__Quoted text__:
----

YES, but if you look at the two RTF files you will see that the emojis are encoded differently. Apple does it differently than Microsoft, and yet the Apple RTF file can be read into Microsoft Word without errors. I have no idea how Apple and Microsoft come up with this encoding.
There is a Perl code that does the emoji conversion. Unfortunately I don’t know anything about Perl. What would this code look like when converted to Xojo?
my $c = substr( $ARGV[0], 0, 1 );
say join( "\t⇒ ", $c, sprintf( "U+%X", ord($c) ), emoji2rtf($c) );
exit;
sub emoji2rtf($) {
my $n = ord( substr( shift, 0, 1 ) );
die "emoji2rtf: code must be >= 65536\n" if ( $n < 0x10000 );
return sprintf( "\\u%d?\\u%d?",
0xd800 + ( ( $n - 0x10000 ) & 0xffc00 ) / 0x400 - 0x10000,
0xdC00 + ( ( $n - 0x10000 ) & 0x3ff ) - 0x10000 );
}
I’d have expected the return statement to be something like
Function emoji2rtf(n as integer) as String
// die "emoji2rtf: code must be >= 65536\n" if ( $n < 0x10000 );
if n < 65536 then
break
return "" // probably not right but ...
end if
dim d1 as integer = &hd800 + ( ( n - &h10000 ) and &hffc00 ) / &h400 - &h10000
dim d2 as integer = &hdC00 + ( ( n - &h10000 ) and &h3ff ) - &h10000
return "\u" + str(d1) +"?\u" + str(d2) + "?"
end function
BUT this doesn’t seem to give either result from the two rtf’ posted before
What I don’t know about perl could fill books
I’m not sure about it numeric types and default sizes and I’m sure that plays into why the results vary
Thanks, Norman. Yeah, what can I say? In fact the output does not match the RTF code of Apple Pages and Microsoft Word, but the RTF code of Microsoft Word is similar to the result of the function and if I embed this result in an RTF file, the emoji will load correctly in Word and Pages. Now compare the RTF output of Xojo, Word and Pages and you will see that Word outputs the string \'5f instead of ?. According to the RTF documentation this means an underscore.

----

__Exercise task 1__: Please format every line of the listing below as a Markdown table with the columns Row and Line, numbering the rows and skipping blank lines. Leave the pictures out.

----

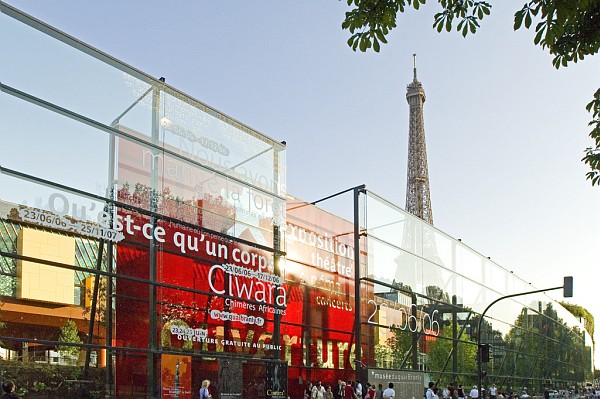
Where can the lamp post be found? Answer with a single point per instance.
(567, 288)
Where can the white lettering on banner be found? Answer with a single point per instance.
(242, 318)
(320, 241)
(253, 280)
(189, 334)
(423, 321)
(62, 222)
(243, 285)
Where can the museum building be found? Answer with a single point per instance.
(147, 243)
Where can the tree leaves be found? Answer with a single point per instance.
(568, 29)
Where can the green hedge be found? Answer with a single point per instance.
(40, 381)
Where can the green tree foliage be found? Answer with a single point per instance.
(69, 334)
(441, 348)
(396, 349)
(579, 311)
(568, 29)
(543, 345)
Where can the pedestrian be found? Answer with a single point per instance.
(204, 392)
(308, 390)
(379, 392)
(349, 392)
(9, 389)
(318, 392)
(358, 389)
(429, 393)
(338, 390)
(371, 391)
(446, 392)
(389, 392)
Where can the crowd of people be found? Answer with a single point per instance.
(349, 390)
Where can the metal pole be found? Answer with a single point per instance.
(454, 341)
(357, 307)
(481, 319)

----

__Exercise task 2__: Continue the forum thread about converting the Perl emoji-to-RTF code to Xojo, found above the listing, starting right after its last sentence.

__Task answer 1__:
| Row | Line |
|---|---|
| 1 | Where can the lamp post be found? Answer with a single point per instance. |
| 2 | (567, 288) |
| 3 | Where can the white lettering on banner be found? Answer with a single point per instance. |
| 4 | (242, 318) |
| 5 | (320, 241) |
| 6 | (253, 280) |
| 7 | (189, 334) |
| 8 | (423, 321) |
| 9 | (62, 222) |
| 10 | (243, 285) |
| 11 | Where can the museum building be found? Answer with a single point per instance. |
| 12 | (147, 243) |
| 13 | Where can the tree leaves be found? Answer with a single point per instance. |
| 14 | (568, 29) |
| 15 | Where can the green hedge be found? Answer with a single point per instance. |
| 16 | (40, 381) |
| 17 | Where can the green tree foliage be found? Answer with a single point per instance. |
| 18 | (69, 334) |
| 19 | (441, 348) |
| 20 | (396, 349) |
| 21 | (579, 311) |
| 22 | (568, 29) |
| 23 | (543, 345) |
| 24 | Where can the pedestrian be found? Answer with a single point per instance. |
| 25 | (204, 392) |
| 26 | (308, 390) |
| 27 | (379, 392) |
| 28 | (349, 392) |
| 29 | (9, 389) |
| 30 | (318, 392) |
| 31 | (358, 389) |
| 32 | (429, 393) |
| 33 | (338, 390) |
| 34 | (371, 391) |
| 35 | (446, 392) |
| 36 | (389, 392) |
| 37 | Where can the crowd of people be found? Answer with a single point per instance. |
| 38 | (349, 390) |
| 39 | Where can the metal pole be found? Answer with a single point per instance. |
| 40 | (454, 341) |
| 41 | (357, 307) |
| 42 | (481, 319) |

__Task answer 2__:
What I notice about my modified function is that the output is a few characters longer than the original RTF code. Why is that?
And one more question about the syntax, what exactly happens with such a construct: (iCodePoint And 1047552)? I have never seen that an integer is calculated with an And.
Function ToRTF(value As String) As String
Var iCharacterCount As Integer = value.Length - 1
Var sCharacter As String
Var iCodePoint As Integer
Var arsRTF() As String
Var d1, d2 As Integer
For i As Integer = 0 To iCharacterCount
sCharacter = value.Middle(i, 1)
iCodePoint = sCharacter.Asc
Select Case iCodePoint
Case 92, 123, 15
arsRTF.AddRow("\" + Encodings.UTF8.Chr(iCodePoint))
Case Is <= 127
arsRTF.AddRow(Encodings.UTF8.Chr(iCodePoint))
Case 128 To 255
arsRTF.AddRow("\'" + Hex(iCodePoint))
Case 256 To 32768
arsRTF.AddRow("\uc0\u" + iCodePoint.ToString + " ")
Case 32769 To 65535
iCodepoint = iCodepoint - 65536
arsRTF.AddRow("\uc0\u" + iCodePoint.ToString + " ")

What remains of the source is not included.